● **Text segment**:
I would not climb a very tall tree to save a kitten. A kitten, no matter what you think, will come down on its own. I’ve seen them do it. However, I would climb Everest to save a child. Although, if it were my own child, there’d be serious trouble for them having climbed up there in the first place. They’d be so grounded that the light from being off-punishment wouldn’t even reach them for ninety-six billion years.
An alligator’s snout looks pointed. Think the letter V. A crocodile’s snout is blunt. Think the letter U. Now remember that you will never need to know the difference, because if you’re near one, and it’s hungry, you’re fucked either way.

● **Material**:
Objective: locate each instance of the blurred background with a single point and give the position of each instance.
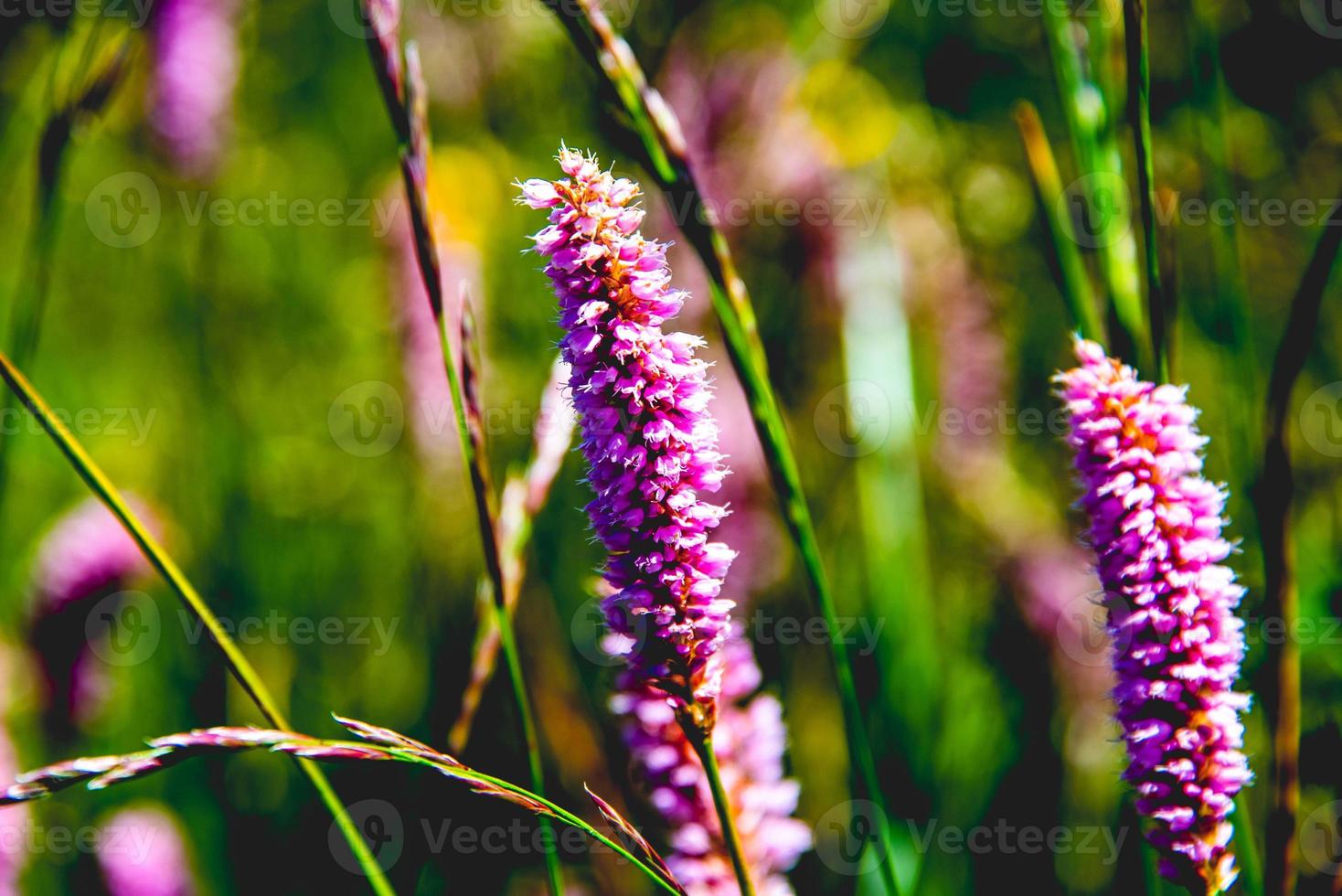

● **Problems to solve**:
1. Say whether each statement agrees with the kitten-and-alligator text. For each, answer yes or no and quote the exact words of the text that decide it. (a) The writer would climb Everest to save a child. (b) A crocodile's snout is pointed, like the letter V. (c) The writer has seen kittens come down on their own.
2. Reproduce the part of the kitten-and-alligator text between "An alligator’s snout" and "fucked either way.", inclusive, word for word.

● **The answers**:
1.
(a) Yes: "However, I would climb Everest to save a child."
(b) No: "A crocodile’s snout is blunt. Think the letter U."
(c) Yes: "A kitten, no matter what you think, will come down on its own. I’ve seen them do it."

2.
An alligator’s snout looks pointed. Think the letter V. A crocodile’s snout is blunt. Think the letter U. Now remember that you will never need to know the difference, because if you’re near one, and it’s hungry, you’re fucked either way.